◆ **WORK TASK**:
Reproduce the part of the article on the Pen y Fan mountain rescue that runs from "The pair set" to "unable to fly.".

◆ **TEXT PASSAGE**:
---------------

Rescuers make their way to the brothers through a blizzard

Rescuers make their way to the brothers through a blizzard

Mountain rescuers battled night-time blizzards to rescue two brothers who got into difficulties attempting the ascent of south Wales’s highest mountain.

The pair set off to walk to the summit of Pen y Fan on Saturday, but as the weather worsened, one of the men suffered an injury and they called 999.

Members of Brecon, Central Beacons and Longtown Mountain Rescue Teams were alerted about 3.15pm. The brothers told police they were stranded 600m (2,000ft) up on the Brecon Beacons above the village of Llanfrynach, south-east of Brecon.

Dave Coombs, deputy team leader of Brecon MRT, said: “Due to the weather conditions the Wales Air Ambulance and the RAF search and rescue helicopters were unable to fly.

“This meant the rescue would have to be carried out by mountain rescue personnel.”

The 16 rescuers set off in worsening conditions to find the walkers. As they climbed rain turned to snow and visibility dropped to less than 40m. It soon became clear that the walkers had misjudged their position, so team coordinators used smartphone software to locate them.

The rescue took place while the Welsh national rugby team was beating England in a crucial Six Nations tournament game.

Mr Coombs said: “We located them just as we heard the half time score from the Millennium Stadium.

“The two walkers were sheltering in a tent. One was uninjured but his companion was injured following a fall and was suffering from hypothermia.

The rescue scene

The rescue scene

“Our team doctor checked over the injured man and they were both put onto stretchers to carry them off the mountain.

“We had to walk through a blizzard and carried them through peat hags, where the ground is very uneven and the snow would go from ankle deep to waist deep.

“We decided not to use the path because it was on the edge of a precipice and because of the poor visibility and high winds we ran a very real risk of going over the edge.

By 10pm weather conditions improved enough to allow the RAF rescue helicopter from RMB Chivenor in Devon to fly to the scene and winch the casualty and his brother aboard.

The two men were flown to Prince Charles Hospital, in Merthyr Tydfil for treatment.

Mountain rescue team members then had to get off the hill to the safety of their vehicles.

Mr Coombs added: “The rescue took 10½ hours, though most of that time the rescue teams were battling through poor conditions to reach the casualty, treat him, evacuate him and then get off the hills themselves.

“The weather conditions were atrocious on the mountain tops and this proved to be a particularly challenging rescue.

“The walkers perhaps underestimated their walk in the conditions we had on Saturday. But their actions once in difficulty, by putting up their tent and calling us, undoubtedly prevented the outcome from being more far more serious.

“The rescue team members, who are all volunteers, are prepared to go out in all weathers, even during the rugby. But these conditions were some of the most challenging encountered this winter.”

---------------

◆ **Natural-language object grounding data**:
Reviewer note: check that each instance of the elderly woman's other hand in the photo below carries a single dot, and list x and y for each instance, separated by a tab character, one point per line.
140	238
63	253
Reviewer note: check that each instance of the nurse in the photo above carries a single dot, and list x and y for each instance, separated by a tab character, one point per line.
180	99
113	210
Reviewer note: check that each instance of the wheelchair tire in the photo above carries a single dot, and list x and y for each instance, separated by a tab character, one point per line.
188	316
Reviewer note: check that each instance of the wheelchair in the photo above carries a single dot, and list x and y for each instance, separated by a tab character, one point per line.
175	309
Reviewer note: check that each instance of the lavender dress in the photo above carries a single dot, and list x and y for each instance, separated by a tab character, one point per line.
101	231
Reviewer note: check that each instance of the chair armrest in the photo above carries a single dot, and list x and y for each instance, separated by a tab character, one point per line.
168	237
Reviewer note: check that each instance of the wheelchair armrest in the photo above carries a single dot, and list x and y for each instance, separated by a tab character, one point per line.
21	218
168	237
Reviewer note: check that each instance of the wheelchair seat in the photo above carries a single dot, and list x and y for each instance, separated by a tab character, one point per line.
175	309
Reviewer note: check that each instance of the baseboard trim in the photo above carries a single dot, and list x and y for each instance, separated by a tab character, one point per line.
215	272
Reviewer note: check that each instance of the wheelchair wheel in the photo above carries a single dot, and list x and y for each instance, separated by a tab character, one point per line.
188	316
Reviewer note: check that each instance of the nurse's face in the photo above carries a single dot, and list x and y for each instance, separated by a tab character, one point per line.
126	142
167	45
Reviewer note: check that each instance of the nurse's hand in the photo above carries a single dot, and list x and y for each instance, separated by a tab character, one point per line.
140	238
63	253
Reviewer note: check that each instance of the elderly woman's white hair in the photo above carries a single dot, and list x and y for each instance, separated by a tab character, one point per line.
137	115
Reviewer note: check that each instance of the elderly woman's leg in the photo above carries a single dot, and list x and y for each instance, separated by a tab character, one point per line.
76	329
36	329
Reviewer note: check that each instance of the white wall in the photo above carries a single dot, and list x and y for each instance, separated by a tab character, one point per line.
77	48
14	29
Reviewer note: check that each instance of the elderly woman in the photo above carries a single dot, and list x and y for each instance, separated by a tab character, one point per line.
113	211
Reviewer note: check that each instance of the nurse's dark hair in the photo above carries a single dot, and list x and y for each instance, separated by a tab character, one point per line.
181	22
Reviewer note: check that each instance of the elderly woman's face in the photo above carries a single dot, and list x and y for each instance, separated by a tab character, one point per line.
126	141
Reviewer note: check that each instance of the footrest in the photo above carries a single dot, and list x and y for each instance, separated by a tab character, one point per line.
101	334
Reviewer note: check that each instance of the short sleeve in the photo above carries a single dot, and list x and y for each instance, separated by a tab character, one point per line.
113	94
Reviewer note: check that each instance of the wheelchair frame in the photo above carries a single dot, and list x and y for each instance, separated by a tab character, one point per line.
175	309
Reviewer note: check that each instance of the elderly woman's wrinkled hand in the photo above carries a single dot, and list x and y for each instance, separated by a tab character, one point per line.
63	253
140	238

---------------

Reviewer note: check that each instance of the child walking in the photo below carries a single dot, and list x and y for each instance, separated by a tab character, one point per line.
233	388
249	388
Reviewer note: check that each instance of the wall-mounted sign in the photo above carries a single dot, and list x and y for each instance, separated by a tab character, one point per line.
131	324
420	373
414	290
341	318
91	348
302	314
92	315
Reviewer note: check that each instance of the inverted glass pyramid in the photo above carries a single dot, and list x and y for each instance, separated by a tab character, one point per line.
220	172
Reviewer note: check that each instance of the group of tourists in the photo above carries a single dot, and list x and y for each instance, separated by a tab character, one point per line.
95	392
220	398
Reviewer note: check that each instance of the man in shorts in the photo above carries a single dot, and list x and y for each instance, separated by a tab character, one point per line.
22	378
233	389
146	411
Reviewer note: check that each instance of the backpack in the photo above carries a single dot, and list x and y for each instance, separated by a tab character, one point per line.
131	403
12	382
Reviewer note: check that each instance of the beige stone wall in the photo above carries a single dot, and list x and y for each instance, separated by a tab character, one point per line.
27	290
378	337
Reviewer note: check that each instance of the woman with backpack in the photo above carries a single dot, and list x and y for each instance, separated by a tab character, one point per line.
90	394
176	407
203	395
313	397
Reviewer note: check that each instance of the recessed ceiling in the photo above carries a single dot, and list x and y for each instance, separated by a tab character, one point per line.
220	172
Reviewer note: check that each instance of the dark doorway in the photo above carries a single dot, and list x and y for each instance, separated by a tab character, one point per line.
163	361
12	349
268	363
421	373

---------------

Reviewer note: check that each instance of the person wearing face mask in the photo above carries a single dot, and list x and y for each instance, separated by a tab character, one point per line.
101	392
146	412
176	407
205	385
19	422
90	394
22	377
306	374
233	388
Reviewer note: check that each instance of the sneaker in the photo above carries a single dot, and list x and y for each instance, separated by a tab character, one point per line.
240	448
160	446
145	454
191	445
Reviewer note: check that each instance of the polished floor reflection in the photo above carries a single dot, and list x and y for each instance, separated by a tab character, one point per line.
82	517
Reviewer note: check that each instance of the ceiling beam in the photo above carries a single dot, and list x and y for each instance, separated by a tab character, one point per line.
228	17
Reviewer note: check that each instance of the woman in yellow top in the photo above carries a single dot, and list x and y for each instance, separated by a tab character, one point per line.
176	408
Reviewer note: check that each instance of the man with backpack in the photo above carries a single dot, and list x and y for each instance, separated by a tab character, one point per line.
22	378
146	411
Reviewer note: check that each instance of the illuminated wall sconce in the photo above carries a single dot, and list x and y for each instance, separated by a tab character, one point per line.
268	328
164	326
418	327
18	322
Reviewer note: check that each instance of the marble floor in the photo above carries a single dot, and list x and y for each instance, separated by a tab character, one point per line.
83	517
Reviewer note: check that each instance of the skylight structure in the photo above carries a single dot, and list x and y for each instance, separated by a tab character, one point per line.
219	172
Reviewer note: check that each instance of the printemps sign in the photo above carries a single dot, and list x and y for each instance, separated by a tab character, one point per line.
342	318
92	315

---------------

◆ **EXERCISE OUTPUT**:
The pair set off to walk to the summit of Pen y Fan on Saturday, but as the weather worsened, one of the men suffered an injury and they called 999.

Members of Brecon, Central Beacons and Longtown Mountain Rescue Teams were alerted about 3.15pm. The brothers told police they were stranded 600m (2,000ft) up on the Brecon Beacons above the village of Llanfrynach, south-east of Brecon.

Dave Coombs, deputy team leader of Brecon MRT, said: “Due to the weather conditions the Wales Air Ambulance and the RAF search and rescue helicopters were unable to fly.